The problem: Your answer should be the records below, written out exactly.
---*---
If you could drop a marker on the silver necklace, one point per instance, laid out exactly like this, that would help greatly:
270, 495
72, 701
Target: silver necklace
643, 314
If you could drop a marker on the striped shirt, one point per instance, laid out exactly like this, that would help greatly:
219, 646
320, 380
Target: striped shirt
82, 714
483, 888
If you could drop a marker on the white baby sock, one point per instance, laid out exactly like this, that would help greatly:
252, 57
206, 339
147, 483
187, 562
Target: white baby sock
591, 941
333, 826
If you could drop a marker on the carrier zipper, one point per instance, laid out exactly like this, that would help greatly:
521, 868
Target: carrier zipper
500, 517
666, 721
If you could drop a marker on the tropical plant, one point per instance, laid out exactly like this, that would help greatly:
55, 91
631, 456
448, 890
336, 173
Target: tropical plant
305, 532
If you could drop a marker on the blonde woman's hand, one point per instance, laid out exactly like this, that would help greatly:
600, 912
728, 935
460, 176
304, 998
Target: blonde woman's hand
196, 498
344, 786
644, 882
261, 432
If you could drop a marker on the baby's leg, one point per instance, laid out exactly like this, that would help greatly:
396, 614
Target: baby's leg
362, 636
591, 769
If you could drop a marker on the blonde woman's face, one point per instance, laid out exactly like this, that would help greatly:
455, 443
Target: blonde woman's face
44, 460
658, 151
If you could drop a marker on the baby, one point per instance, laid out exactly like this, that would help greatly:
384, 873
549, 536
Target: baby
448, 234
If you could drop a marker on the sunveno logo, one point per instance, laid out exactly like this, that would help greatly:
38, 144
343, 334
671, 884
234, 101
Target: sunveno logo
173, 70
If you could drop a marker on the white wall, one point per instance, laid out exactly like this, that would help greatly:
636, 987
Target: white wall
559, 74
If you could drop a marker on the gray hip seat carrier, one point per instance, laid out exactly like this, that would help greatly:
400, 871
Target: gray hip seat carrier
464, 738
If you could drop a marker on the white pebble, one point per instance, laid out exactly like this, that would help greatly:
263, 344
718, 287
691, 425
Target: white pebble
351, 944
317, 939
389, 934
---*---
Answer for this exercise:
If you could drop a marker on the silver necklace, one point per instance, laid out exactly like this, that would help greatly:
270, 495
72, 701
Target: silver necklace
643, 314
If you could drop a marker on the striped shirt, one point per instance, laid out exactly like this, that would help greatly:
219, 646
320, 380
Target: striped shirt
82, 714
483, 888
If you could drop a marker on the white baby sock, one point per instance, laid out exactly like this, that would help greatly:
252, 57
206, 339
147, 483
187, 562
Target: white baby sock
591, 941
333, 826
If you could drop a marker on the carrier zipper, one point per instance, laid out exactly like this, that would help greatly:
521, 868
Target: carrier zipper
500, 517
666, 721
If you could drop a marker on the tropical plant, one point per instance, laid out exactly like this, that would help greatly:
55, 91
631, 456
448, 890
336, 173
Target: tropical plant
305, 532
If you could drop a marker on the blonde woman's hand, one point per instance, laid out exactly like this, that would help greatly:
600, 912
728, 935
460, 176
304, 998
Target: blonde woman's hand
196, 498
344, 786
644, 882
261, 432
If you could drop a marker on the baby's leg, one point per instance, laid out exactly like this, that would help greatly:
396, 614
Target: baby's leg
362, 636
591, 769
If you could drop a marker on the blonde woman's face, one point per instance, laid out exactly like this, that would help greatly:
455, 443
Target: blonde woman's face
44, 460
658, 151
If you could drop a marker on the baby, one point per instance, laid out exactly like this, that would help greatly:
384, 873
549, 536
Target: baby
448, 234
If you could drop a marker on the sunveno logo, one point per instance, laid out exactly like this, that would help greatly:
38, 144
343, 334
671, 884
234, 101
Target: sunveno logo
173, 70
If you could drop a marker on the white wall, one point per instance, laid out exactly like this, that would help greatly:
636, 987
Target: white wall
559, 74
If you could drop a marker on the gray hip seat carrier, one point per instance, laid out exactly like this, that would help greatly:
400, 871
Target: gray hip seat carrier
464, 738
If you could drop a marker on the white pebble, one point per instance, laid out exactly like this, that would help greatly:
263, 344
718, 287
691, 425
Target: white pebble
351, 944
317, 939
389, 934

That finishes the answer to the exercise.